— WORK INSTRUCTIONS —
1. Answer these from the passage on the Level 3 and Cogent dispute:
(a) What share of Cogent's customers does Cogent say were affected?
(b) Which organization employs Phil Bradham?
(c) When did Syncro Services notice a problem?
2. Rewrite the stretch of the passage on the Level 3 and Cogent dispute that opens with the words containing "These single-connection customers" and closes with "reach the other.", swapping in "detour" for "alternate route".

— EXCERPTED TEXT —
◆ ◆ ◆ ◆ ◆ ◆ ◆

However, many businesses, individuals and even some ISPs have so-called single-homed network connections, which means they depend on a single provider to reach the Internet. (Think of this as a town with a single road leading in and out, instead of several different highways.)

These single-connection customers are the ones hardest hit by Level 3's decision. Because Level 3 and Cogent each uses direct connections to other networks to exchange traffic--rather than paying a third party to provide redundant or backup transmission service--there is no alternate route for data from one network to reach the other.

"I have been pushing for years to have a redundant ISP for our traffic. But we're a nonprofit. We don't have the money available to do that."
--Phil Bradham, network engineer, Museum of Fine Arts, Boston

The result: blackouts such as those Bradham and other customers are seeing.

According to Cogent, between 5 percent and 10 percent of its customers were affected. Level 3 did not provide an estimate. Because some of those customers could be ISPs with thousands or hundreds of thousands of their own customers, the number of people affected could range into the millions.

CNET News.com readers have reported problems with businesses and home connections, however.

William Steele, a senior network engineer for Syncro Services, said his company noticed one such problem Wednesday morning.

◆ ◆ ◆ ◆ ◆ ◆ ◆

— SUPPLIED INFORMATION —

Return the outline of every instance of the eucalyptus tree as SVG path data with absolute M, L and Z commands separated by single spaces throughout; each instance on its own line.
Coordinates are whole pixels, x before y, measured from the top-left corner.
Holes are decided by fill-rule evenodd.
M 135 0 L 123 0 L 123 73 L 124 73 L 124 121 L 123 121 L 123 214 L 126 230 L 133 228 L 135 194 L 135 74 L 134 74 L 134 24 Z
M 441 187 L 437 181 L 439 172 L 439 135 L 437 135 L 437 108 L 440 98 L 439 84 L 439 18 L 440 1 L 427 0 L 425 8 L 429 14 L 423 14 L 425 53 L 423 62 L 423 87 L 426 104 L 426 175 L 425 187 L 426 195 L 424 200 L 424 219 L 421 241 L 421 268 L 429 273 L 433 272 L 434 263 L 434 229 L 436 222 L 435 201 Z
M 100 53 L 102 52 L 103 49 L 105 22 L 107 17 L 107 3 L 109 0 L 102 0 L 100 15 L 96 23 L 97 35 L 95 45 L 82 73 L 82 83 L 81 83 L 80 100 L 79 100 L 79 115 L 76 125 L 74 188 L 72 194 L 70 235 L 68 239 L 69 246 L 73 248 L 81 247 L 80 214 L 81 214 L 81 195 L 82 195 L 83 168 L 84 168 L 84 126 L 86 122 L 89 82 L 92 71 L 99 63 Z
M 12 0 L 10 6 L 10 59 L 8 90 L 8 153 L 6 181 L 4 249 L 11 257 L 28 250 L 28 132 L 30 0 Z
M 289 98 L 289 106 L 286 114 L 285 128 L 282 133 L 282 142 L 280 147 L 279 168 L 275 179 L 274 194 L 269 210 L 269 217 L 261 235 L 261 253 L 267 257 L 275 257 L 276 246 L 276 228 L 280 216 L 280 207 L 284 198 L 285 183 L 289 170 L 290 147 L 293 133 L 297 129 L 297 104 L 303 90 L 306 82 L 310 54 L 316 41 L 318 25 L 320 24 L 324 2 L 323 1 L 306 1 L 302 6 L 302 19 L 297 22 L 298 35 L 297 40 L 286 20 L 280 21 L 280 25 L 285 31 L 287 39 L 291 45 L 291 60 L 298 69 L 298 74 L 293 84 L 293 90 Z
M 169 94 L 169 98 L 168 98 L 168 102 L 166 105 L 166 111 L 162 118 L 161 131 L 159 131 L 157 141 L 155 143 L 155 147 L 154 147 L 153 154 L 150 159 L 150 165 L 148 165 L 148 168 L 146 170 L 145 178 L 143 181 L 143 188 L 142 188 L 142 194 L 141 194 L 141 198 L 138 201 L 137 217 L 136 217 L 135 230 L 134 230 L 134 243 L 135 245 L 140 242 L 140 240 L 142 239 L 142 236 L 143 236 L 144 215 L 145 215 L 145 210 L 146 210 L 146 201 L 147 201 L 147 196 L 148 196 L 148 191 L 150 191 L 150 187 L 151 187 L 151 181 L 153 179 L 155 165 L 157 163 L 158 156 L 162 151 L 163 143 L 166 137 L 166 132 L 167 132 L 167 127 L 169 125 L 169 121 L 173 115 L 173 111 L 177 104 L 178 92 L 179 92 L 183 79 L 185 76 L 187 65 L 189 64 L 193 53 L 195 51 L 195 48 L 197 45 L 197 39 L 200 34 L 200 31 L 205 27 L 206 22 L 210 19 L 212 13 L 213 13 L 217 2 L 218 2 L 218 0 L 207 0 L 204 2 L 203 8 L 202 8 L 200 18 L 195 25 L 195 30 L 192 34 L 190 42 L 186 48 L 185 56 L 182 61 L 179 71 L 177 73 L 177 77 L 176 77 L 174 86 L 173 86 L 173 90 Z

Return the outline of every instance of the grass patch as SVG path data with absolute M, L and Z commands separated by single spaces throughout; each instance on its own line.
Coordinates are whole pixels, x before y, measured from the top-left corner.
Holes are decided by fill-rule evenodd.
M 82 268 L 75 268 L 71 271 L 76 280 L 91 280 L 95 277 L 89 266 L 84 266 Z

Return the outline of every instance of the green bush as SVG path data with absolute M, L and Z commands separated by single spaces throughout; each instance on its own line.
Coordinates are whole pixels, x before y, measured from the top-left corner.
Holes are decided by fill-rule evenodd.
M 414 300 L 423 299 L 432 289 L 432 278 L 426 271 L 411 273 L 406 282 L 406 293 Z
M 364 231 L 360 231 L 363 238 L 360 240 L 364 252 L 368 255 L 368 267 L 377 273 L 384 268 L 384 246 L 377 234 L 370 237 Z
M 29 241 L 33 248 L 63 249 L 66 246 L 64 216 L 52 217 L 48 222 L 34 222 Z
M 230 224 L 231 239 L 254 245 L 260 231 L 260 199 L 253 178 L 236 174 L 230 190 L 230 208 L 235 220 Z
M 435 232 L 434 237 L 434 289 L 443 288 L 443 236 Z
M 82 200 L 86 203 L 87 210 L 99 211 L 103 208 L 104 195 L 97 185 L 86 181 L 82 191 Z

◆ ◆ ◆ ◆ ◆ ◆ ◆

— EXERCISE RESULTS —
1.
(a) Between 5 percent and 10 percent
(b) The Museum of Fine Arts, Boston
(c) Wednesday morning

2.
These single-connection customers are the ones hardest hit by Level 3's decision. Because Level 3 and Cogent each uses direct connections to other networks to exchange traffic--rather than paying a third party to provide redundant or backup transmission service--there is no detour for data from one network to reach the other.